__Goal of the exercise__
Update the material from the line containing "In the image below, where exactly is the white" through the end of the material, changing every "gold" to "silver" and leaving all else unchanged, and return only those lines.
____
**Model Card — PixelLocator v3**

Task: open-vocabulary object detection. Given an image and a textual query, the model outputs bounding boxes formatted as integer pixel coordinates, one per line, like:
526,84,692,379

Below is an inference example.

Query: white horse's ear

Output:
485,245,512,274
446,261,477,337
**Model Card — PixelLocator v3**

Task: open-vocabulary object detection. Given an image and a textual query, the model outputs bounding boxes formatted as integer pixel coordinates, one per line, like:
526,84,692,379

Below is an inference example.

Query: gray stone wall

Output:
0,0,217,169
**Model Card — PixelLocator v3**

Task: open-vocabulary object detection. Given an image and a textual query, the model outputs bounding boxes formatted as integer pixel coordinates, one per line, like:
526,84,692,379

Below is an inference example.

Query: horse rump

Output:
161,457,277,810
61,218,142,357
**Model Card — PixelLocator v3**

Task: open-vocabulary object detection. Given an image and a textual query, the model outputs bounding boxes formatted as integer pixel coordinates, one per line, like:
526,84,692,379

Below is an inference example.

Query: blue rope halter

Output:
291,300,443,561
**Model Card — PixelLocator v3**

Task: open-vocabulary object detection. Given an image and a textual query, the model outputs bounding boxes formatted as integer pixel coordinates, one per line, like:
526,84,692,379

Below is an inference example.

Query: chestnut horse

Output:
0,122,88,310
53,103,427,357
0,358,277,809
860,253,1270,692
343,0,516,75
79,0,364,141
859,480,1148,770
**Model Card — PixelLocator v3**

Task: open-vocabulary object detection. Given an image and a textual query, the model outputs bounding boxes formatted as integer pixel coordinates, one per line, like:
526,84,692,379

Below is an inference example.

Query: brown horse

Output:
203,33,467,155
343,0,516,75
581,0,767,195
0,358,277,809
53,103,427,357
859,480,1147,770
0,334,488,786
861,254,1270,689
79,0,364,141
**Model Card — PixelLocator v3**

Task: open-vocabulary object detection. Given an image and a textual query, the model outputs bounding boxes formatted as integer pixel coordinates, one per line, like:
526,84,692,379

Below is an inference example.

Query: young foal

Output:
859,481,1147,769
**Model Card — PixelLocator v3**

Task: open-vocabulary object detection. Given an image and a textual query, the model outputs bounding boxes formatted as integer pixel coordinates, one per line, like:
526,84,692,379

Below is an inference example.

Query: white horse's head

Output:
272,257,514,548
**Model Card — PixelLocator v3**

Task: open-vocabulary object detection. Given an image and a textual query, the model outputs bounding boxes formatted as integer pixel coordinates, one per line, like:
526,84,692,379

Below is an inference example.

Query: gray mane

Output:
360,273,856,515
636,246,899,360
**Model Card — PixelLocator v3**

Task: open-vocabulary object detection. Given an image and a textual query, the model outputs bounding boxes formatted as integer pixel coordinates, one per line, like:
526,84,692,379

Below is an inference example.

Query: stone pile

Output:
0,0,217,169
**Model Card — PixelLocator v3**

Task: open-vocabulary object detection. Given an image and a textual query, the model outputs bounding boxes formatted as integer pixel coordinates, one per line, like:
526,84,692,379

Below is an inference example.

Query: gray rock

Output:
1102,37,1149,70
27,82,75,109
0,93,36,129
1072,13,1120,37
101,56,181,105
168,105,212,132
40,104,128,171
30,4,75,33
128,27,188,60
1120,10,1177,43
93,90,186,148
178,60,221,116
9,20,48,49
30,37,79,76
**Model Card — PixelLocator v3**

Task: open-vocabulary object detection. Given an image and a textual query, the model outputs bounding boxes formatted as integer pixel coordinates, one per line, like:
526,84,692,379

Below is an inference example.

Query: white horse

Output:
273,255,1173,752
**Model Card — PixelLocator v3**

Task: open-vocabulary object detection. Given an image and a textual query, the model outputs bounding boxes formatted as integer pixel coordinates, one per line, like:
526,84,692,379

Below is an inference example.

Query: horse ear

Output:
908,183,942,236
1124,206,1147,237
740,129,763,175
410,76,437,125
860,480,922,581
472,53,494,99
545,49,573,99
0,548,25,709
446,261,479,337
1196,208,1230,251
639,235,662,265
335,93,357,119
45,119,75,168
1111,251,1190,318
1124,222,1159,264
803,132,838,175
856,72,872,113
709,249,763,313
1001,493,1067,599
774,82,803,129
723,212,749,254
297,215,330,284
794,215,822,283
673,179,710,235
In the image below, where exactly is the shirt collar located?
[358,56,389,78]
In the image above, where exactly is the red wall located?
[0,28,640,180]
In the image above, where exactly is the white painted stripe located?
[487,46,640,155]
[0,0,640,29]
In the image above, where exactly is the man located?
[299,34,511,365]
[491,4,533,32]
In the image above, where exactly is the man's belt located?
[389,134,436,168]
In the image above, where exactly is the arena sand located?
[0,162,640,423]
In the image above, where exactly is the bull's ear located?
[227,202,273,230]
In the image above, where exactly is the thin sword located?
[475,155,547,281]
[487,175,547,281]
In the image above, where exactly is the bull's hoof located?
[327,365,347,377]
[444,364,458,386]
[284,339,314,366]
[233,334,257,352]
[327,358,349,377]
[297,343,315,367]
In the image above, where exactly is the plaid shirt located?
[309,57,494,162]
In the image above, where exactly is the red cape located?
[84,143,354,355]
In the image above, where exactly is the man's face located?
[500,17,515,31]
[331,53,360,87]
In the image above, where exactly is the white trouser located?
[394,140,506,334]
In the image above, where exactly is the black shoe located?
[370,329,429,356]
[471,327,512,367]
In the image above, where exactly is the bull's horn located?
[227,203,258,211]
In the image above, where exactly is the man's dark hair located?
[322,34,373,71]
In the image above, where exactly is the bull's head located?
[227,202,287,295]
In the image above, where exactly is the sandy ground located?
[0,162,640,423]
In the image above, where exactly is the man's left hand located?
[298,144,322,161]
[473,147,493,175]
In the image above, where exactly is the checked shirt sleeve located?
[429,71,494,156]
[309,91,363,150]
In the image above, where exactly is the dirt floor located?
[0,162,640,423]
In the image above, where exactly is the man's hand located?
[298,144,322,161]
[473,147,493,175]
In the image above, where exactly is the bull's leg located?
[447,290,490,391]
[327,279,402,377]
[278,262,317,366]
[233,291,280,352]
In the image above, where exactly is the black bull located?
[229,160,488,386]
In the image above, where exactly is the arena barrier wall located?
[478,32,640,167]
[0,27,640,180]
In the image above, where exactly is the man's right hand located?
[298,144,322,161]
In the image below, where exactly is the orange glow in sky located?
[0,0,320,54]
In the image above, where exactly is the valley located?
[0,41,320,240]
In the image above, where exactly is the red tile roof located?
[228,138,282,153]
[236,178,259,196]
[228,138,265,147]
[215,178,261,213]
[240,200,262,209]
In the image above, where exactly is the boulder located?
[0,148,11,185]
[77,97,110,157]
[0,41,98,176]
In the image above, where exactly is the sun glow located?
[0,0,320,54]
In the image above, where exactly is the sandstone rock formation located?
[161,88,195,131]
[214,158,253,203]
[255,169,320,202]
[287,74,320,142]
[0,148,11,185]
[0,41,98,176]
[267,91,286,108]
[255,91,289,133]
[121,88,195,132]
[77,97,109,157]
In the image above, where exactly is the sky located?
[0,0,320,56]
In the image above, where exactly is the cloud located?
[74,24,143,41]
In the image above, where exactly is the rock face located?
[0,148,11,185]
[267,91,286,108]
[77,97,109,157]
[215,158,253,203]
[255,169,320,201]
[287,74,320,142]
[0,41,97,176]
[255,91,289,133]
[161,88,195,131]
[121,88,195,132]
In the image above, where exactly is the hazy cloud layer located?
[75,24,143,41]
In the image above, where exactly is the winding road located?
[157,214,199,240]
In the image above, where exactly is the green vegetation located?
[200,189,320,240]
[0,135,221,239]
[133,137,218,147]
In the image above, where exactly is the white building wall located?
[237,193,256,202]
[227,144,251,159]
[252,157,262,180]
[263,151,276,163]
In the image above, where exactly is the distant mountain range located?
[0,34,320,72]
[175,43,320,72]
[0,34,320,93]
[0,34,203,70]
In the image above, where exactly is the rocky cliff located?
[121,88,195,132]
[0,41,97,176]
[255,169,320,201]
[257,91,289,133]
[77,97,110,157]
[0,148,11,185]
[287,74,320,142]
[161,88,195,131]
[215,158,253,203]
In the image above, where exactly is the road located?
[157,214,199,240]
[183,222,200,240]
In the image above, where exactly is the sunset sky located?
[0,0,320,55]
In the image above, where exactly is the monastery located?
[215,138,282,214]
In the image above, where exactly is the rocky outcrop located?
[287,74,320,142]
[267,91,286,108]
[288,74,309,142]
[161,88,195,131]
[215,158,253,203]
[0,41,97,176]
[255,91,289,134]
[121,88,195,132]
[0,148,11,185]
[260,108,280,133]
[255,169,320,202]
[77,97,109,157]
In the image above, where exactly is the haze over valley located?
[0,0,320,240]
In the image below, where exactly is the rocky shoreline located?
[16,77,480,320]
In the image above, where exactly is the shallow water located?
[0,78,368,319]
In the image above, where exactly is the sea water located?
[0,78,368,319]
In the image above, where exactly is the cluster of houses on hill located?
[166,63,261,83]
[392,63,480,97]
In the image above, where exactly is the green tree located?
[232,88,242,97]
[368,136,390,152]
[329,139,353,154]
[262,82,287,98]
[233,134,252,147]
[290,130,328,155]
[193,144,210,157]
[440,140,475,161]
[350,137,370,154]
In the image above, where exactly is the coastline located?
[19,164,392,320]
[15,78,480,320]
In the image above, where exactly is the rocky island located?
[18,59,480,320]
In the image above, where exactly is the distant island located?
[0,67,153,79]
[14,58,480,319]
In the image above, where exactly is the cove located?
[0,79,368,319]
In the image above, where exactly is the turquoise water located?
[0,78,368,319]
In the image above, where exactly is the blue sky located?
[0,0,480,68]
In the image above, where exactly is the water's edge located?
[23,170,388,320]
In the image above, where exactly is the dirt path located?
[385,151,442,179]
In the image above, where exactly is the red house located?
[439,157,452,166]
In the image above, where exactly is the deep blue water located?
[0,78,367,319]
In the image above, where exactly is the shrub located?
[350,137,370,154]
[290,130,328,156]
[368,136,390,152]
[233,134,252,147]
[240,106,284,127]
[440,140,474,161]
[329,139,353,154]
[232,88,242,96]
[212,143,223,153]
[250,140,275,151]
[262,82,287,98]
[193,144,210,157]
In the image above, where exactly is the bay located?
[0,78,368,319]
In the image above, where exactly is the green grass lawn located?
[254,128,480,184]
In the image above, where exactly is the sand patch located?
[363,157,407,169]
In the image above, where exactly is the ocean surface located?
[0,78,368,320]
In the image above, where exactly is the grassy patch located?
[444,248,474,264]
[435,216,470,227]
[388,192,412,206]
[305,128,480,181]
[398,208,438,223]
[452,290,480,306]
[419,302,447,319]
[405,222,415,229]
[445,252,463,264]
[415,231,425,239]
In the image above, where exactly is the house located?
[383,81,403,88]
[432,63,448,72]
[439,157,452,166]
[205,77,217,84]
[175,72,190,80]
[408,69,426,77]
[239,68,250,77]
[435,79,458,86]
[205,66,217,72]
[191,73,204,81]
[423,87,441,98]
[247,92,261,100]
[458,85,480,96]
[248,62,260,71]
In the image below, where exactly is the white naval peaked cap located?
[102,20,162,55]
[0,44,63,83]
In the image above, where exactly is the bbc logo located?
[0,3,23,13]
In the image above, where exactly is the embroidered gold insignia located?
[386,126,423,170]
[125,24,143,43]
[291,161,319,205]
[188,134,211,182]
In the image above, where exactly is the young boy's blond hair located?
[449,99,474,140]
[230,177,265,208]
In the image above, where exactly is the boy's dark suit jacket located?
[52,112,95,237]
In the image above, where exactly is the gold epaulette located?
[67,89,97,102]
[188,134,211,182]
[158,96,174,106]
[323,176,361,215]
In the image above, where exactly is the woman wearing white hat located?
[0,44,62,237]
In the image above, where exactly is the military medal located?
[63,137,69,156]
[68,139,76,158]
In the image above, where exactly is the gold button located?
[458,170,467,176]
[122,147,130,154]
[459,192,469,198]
____
__Exercise output__
In the image below, where exactly is the white naval peaked cap located?
[102,20,162,55]
[0,44,63,83]
In the image above, where exactly is the bbc logo located?
[0,3,23,13]
In the image above, where exactly is the embroidered silver insignia located?
[386,126,423,170]
[125,24,143,43]
[291,161,319,205]
[188,134,211,182]
In the image above, where exactly is the young boy's blond hair located?
[449,99,474,140]
[230,177,265,208]
In the image above, where exactly is the boy's dark suit jacket located?
[52,112,95,237]
In the image above, where exactly is the silver epaulette located?
[67,89,97,102]
[188,134,211,182]
[158,96,174,106]
[323,176,361,215]
In the image above, where exactly is the woman wearing white hat located?
[0,44,62,237]
In the image above, where exactly is the military medal located?
[63,137,69,156]
[68,139,76,158]
In the image above, where exactly is the silver button located?
[458,170,467,176]
[122,147,130,154]
[459,192,469,198]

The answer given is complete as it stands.